Trecho do texto
Sétimo



Parece que o sétimo dia é de descanso porque o senhor assim o ordenou, parece que o fez depois das outras coisas, das trevas e da luz, de todas as criaturas desde a pulga ao elefante, o esboço de si próprio que foi o homem, da derivação mais aprumada que foi a mulher, parece que o sétimo dia é domingo, embora como provou Einstein tudo é relativo a começar pelo tempo, os dias da semana também são uma marcação de tempo e de segunda a sexta dizemos que são úteis, talvez o sábado e o domingo sejam inúteis!
Sendo assim decretados os dias úteis e inúteis, sinto-me uma vez mais transgressora e desafiadora porque achei útil o dia de ontem, sábado, a passear entre pedras e medir caminhos que há muito não fazia, a comprar filmes e músicas, a olhar as coisas outra vez de outra forma.

Conjunto de tarefas
**1)** No texto sobre o sétimo dia:
(a) Por que motivo o sétimo dia é de descanso?
(b) Quem provou que tudo é relativo?
(c) Que dia da semana foi ontem?
**2)** Copie do texto sobre o sétimo dia o trecho que abre com as palavras "Parece que o sétimo dia é de" e fecha com "domingo sejam inúteis!".

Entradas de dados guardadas
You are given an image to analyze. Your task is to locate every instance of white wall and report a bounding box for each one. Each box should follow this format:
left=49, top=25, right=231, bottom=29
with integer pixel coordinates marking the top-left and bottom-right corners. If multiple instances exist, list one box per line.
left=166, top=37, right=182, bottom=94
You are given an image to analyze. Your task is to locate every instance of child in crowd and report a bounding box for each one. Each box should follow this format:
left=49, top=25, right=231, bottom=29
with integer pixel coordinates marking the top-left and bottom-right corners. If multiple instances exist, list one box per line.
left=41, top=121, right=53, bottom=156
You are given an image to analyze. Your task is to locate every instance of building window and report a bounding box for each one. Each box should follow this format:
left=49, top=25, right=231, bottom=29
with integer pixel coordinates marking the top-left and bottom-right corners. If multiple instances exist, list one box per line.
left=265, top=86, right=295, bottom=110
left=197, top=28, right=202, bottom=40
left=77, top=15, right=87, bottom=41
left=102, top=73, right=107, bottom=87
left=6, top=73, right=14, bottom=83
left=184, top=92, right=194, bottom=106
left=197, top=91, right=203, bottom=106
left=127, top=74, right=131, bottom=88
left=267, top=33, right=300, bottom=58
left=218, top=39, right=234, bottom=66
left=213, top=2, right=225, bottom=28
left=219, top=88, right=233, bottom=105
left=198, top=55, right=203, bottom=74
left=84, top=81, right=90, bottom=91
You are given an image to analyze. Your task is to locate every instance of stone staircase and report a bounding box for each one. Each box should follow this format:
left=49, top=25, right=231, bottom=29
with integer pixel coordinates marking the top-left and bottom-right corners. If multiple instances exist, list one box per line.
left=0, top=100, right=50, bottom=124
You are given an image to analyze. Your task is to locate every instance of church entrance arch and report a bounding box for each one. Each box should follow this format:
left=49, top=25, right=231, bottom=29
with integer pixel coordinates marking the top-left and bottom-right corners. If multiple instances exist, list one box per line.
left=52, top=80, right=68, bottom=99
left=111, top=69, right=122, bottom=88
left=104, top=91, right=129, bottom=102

Resultados
**1)**
(a) Porque o senhor assim o ordenou.
(b) Einstein.
(c) Sábado.

**2)**
Parece que o sétimo dia é de descanso porque o senhor assim o ordenou, parece que o fez depois das outras coisas, das trevas e da luz, de todas as criaturas desde a pulga ao elefante, o esboço de si próprio que foi o homem, da derivação mais aprumada que foi a mulher, parece que o sétimo dia é domingo, embora como provou Einstein tudo é relativo a começar pelo tempo, os dias da semana também são uma marcação de tempo e de segunda a sexta dizemos que são úteis, talvez o sábado e o domingo sejam inúteis!